Text to read =
━━━━━━━━━━━━━━━━━━━━━━━━━━━━━━

The map was build with JavaScript and the mighty D3 libraries.

Plot a wind rose in R

. windrose_directions_crop

Introduction

This is another post regarding some plots that I needed to make for a publication. As before, I relied heavily on Stack Exchange and many other sites for figuring out how to get my plot looking the way I needed it to, and so this is my attempt to contribute back to the broader community.
In my article I wanted a graphic which illustrated the preferred outward post-moult migration direction of adult female southern elephant seals from Marion Island. In reality it doesn’t matter too much what you want to plot, and these sorts of plots are more generally used for wind direction illustrations. Really, they are like radial histograms. In fact, if you look through the ggplot2 call, it is basically a histogram until the last couple of lines, where it is wrapped into a wind rose.

The data

As I mentioned, my data was related to seal swimming directions, gathered from satellite tags. For this tutorial I will simulate 100000 directions using the wrapped normal function (rwrpnorm) from the CircStats package.

library(ggplot2)
library(CircStats)

set.seed(1)
data <- data.frame(direction = deg(rwrpnorm(100000, rad(225), rho=0.8, sd=1)))

# Take a quick look...
hist(data$direction, main = "Histogram of hypothetical direction frequencies.", xlab = "Direction", ylab = "Frequency")
That looks like a reasonable distribution of directions, favouring 225°.

That looks like a reasonable distribution of directions, favouring 225°.

That looks like a reasonable distribution of directions, favouring 225°.

Method

There are various ways to split and plot these data. Some searching lead me to this one. First we will define the bin width (30°), then we will define dir.breaks which stores the range of each bin as follows 345°-15°, 15°-45°, 45°-75° etc.

# choose bin size (degrees/bin)
deg <- 30 
# define the range of each bin
dir.breaks <- seq(0-(deg/2), 360+(deg/2), deg)

Now we generate a factor variable, exchanging the directions with the ranges. We’ll also generate some pretty labels and assign them as levels of the new object. Finally we’ll attach the new variable to the main dataset.

# assign each direction to a bin range
dir.binned <- cut(data$direction,
                       breaks = dir.breaks,
                       ordered_result = TRUE)
# generate pretty lables
dir.labels <- as.character(c(seq(0, 360-deg, by = deg), 0))
# replace ranges with pretty bin lables
levels(dir.binned) <- dir.labels
# Assign bin names to the original data set
data$dir.binned <- dir.binned

Plotting

Theming

The important points here are blank values for panel.border and panel.grid. This turns off the default background for ggplot2 so that we can define the borders and grids manually later.

━━━━━━━━━━━━━━━━━━━━━━━━━━━━━━

Work to complete =
A - Name every section heading that appears under the title of the wind rose tutorial.
B - According to the wind rose tutorial, how many directions are simulated, and with which function?
C - Carry on writing the wind rose tutorial from its final sentence, keeping its tone and format.
The listing comes from a separate source and is unrelated to the wind rose tutorial.

[Stored dataset items]
━━━━━━━━━━━━━━━━━━━━━━━━━━━━━━

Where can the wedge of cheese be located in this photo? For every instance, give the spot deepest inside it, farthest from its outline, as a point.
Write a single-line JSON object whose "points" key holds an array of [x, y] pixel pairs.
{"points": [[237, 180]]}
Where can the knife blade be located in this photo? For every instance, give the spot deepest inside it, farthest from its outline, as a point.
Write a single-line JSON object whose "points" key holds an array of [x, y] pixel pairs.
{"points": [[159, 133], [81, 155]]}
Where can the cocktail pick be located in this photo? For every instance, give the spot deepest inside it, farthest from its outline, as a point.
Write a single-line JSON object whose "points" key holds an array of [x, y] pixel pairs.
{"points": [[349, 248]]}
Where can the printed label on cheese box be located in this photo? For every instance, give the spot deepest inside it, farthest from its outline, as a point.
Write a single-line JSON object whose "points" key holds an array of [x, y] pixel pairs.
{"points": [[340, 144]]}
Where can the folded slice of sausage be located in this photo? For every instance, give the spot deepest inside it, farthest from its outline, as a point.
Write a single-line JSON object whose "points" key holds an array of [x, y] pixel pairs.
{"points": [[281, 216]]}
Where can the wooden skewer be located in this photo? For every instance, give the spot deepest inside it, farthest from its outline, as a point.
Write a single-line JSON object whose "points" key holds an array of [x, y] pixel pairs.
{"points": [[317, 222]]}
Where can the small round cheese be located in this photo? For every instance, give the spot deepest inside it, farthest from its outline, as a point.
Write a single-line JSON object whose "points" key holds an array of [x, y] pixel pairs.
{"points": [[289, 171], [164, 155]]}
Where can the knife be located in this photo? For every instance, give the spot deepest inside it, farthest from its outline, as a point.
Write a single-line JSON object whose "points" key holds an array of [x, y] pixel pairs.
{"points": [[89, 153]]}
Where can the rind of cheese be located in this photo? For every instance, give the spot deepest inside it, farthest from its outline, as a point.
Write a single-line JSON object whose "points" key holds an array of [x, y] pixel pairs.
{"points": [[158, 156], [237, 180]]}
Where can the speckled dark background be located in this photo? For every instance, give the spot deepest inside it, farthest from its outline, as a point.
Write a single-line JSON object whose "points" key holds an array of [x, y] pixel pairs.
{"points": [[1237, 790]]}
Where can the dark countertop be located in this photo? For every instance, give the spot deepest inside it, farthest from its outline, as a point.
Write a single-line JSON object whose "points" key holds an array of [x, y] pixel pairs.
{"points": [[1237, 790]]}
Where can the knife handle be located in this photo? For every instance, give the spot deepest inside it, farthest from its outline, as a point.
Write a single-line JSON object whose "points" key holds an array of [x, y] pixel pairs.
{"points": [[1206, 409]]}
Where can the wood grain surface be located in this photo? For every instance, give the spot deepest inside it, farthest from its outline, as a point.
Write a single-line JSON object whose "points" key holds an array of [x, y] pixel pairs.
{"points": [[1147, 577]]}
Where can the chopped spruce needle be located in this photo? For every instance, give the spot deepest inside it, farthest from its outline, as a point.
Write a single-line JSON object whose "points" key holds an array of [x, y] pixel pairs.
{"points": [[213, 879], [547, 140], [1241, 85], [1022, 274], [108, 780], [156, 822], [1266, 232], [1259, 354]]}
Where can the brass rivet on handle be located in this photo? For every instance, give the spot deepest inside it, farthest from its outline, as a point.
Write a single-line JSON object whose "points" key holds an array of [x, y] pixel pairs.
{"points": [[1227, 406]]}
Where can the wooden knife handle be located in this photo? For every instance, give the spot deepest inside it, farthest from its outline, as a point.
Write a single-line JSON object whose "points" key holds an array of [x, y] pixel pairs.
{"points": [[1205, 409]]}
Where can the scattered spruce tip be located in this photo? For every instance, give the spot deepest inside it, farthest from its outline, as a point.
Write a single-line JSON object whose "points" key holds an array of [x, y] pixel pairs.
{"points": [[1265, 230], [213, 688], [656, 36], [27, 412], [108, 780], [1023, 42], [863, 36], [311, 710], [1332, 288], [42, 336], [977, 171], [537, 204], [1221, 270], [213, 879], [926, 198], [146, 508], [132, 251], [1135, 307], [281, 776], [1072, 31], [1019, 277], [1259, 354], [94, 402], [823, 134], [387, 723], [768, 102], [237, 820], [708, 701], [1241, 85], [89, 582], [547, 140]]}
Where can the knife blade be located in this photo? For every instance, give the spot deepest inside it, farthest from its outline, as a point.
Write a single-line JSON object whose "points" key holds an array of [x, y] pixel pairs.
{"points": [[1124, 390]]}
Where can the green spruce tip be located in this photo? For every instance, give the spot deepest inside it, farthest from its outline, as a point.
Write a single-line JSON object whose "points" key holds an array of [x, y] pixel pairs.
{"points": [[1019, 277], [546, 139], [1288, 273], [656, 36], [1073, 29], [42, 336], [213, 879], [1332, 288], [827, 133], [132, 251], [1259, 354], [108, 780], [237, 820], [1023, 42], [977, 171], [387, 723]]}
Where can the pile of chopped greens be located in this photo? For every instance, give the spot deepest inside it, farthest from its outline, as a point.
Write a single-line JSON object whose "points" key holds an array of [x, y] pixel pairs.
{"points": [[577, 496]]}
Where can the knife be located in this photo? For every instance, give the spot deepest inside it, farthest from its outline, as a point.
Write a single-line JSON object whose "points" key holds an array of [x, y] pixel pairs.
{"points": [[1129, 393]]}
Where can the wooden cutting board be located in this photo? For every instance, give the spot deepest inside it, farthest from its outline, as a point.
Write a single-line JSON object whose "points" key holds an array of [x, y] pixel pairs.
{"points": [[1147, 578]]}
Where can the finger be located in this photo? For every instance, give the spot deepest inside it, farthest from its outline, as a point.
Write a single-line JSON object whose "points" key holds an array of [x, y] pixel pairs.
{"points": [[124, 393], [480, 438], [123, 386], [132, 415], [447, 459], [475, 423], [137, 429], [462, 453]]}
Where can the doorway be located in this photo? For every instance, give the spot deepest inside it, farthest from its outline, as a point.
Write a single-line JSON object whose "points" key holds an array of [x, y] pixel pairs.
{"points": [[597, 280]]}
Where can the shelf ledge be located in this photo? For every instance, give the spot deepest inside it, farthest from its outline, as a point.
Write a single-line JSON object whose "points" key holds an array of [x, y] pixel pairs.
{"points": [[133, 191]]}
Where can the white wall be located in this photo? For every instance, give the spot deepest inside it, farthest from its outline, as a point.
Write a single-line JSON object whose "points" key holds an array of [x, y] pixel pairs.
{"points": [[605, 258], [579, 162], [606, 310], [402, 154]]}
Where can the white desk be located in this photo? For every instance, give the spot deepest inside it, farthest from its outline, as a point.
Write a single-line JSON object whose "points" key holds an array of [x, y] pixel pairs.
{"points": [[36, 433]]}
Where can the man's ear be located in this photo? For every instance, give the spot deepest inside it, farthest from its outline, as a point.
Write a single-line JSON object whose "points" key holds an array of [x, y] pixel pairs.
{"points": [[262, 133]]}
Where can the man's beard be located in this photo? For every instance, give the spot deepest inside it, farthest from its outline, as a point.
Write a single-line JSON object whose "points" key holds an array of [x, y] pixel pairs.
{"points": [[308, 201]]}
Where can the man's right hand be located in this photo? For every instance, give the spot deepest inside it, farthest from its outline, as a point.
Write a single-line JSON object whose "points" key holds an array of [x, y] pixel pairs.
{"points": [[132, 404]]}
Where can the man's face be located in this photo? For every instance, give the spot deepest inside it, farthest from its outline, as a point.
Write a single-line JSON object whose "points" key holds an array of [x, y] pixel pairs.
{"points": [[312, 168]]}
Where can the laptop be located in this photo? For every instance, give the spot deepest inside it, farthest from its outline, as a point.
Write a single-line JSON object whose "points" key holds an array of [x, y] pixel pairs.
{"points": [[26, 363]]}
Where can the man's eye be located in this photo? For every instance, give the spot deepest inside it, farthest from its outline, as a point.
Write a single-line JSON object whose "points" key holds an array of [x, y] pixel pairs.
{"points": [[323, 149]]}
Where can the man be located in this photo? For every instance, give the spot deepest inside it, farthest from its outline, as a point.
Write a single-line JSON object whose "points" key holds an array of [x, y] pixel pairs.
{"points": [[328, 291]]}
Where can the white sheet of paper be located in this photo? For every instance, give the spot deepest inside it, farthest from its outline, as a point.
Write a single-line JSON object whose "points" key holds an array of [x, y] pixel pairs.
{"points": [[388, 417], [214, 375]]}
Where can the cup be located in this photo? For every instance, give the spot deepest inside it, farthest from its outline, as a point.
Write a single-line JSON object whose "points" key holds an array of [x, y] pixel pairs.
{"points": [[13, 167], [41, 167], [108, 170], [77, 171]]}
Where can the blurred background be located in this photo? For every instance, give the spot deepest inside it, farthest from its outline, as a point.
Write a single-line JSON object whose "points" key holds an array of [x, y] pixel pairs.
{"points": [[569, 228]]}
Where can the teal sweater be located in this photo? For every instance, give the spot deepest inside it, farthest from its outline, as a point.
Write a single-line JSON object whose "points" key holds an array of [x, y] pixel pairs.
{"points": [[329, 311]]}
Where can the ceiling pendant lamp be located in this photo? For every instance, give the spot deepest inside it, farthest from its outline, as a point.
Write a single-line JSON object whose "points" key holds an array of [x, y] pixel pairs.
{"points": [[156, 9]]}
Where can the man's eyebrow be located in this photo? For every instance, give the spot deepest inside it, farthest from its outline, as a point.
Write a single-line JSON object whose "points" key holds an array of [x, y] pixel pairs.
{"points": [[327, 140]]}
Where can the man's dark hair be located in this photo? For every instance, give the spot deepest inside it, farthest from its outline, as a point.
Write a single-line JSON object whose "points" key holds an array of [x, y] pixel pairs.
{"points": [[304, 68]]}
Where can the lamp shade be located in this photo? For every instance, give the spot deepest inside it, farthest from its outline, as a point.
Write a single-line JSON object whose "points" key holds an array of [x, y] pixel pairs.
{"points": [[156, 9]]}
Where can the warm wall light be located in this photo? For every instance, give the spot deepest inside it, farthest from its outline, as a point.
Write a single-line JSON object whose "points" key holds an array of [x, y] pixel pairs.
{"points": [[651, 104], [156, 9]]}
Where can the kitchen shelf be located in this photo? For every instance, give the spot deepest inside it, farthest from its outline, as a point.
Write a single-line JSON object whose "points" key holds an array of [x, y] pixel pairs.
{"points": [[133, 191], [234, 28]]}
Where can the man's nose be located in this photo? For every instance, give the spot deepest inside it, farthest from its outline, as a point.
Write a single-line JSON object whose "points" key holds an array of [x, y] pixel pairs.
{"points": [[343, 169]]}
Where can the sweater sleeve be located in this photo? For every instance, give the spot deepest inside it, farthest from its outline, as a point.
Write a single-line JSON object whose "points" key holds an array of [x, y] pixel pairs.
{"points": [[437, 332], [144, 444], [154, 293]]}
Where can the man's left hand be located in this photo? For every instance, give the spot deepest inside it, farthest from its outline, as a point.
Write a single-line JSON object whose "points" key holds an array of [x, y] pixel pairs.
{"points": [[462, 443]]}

━━━━━━━━━━━━━━━━━━━━━━━━━━━━━━

Responses by task =
A - Introduction, The data, Method, Plotting, Theming

B - 100000 directions are simulated with the wrapped normal function (rwrpnorm) from the CircStats package.

C -
thm <- theme_bw() + 
    theme(axis.text.x = element_text(size=8, face = "plain"),
          axis.text.y = element_text(size=8, face = "plain"),
          axis.title.x = element_blank(),
          axis.title.y = element_text(size=8, face = "plain", hjust = 0.9, vjust = 1.3),
          panel.border = element_blank(),
          panel.grid  = element_blank())

Now the main plot…

The main plot sets things up quite specifically. What we need to know before going on is the frequency of the most common bin.

summary(dir.binned)
##     0    30    60    90   120   150   180   210   240   270   300   330 
##    79     1     5    83   884  4993 15875 28134 28403 15751  4926   866

So there are 28403 counts of the 240° bin. We need this value to set our y-scales correctly. Our y-axis will have breaks every 5000 counts so we’ll use 30000 as the max for the y-axis. The first parts of this plot will plot a rectangular histogram, only the coord_polar function wraps it into a wind rose.

# initialise the plot
plt.dirrose <- ggplot() +
    # since the plot background is blank we'll add a series of horizontal lines, at 5000 count intervals, up to 25000.
    geom_hline(yintercept = seq(0, 25000, by = 5000), colour = "grey60", size = 0.3) +
    # Now we add a darker horizontal line as the top border at 30000.
    geom_hline(yintercept = 30000, colour = "black", size = 0.3) +
    # We want 12 vertical lines representing the centers of the 30° ranges.
    geom_vline(xintercept = c(seq(1,12,1)), colour = "grey60", size = 0.3) +
    # On top of everything we place the histogram bars.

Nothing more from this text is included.